- **Data supplied**:
BEGIN
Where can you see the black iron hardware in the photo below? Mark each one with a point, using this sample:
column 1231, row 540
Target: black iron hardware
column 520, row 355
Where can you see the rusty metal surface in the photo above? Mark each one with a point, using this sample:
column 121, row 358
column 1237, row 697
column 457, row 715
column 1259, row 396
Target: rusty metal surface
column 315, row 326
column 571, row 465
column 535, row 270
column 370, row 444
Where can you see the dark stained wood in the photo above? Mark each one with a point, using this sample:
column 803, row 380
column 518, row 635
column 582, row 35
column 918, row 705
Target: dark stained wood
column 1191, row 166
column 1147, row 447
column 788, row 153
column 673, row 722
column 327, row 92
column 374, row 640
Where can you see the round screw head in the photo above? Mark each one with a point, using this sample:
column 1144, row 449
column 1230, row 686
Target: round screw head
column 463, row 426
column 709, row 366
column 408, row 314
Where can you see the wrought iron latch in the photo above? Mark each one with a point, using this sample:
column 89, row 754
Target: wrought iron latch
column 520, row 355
END
- **Action item**:
Every line of data must be returned unchanged.

- **Completed exercise**:
Where can you see the black iron hardware in the photo below? Mark each one with a point, using this sample:
column 1231, row 540
Target: black iron hardware
column 520, row 355
Where can you see the rusty metal surface in the photo above? Mark each one with a point, using this sample:
column 121, row 358
column 1237, row 697
column 457, row 715
column 1259, row 396
Target: rusty metal surface
column 315, row 326
column 571, row 465
column 535, row 270
column 370, row 444
Where can you see the dark stained wood in the photo above? Mark each one with a point, using this sample:
column 803, row 380
column 518, row 635
column 582, row 35
column 918, row 705
Target: dark stained wood
column 1191, row 166
column 1147, row 447
column 788, row 153
column 673, row 722
column 327, row 92
column 374, row 640
Where can you see the round screw head in the photo above? Mark each one with a point, using this sample:
column 1144, row 449
column 1230, row 686
Target: round screw head
column 463, row 426
column 709, row 366
column 408, row 314
Where can you see the wrought iron latch in the photo above? Mark each one with a point, using this sample:
column 89, row 754
Target: wrought iron latch
column 520, row 355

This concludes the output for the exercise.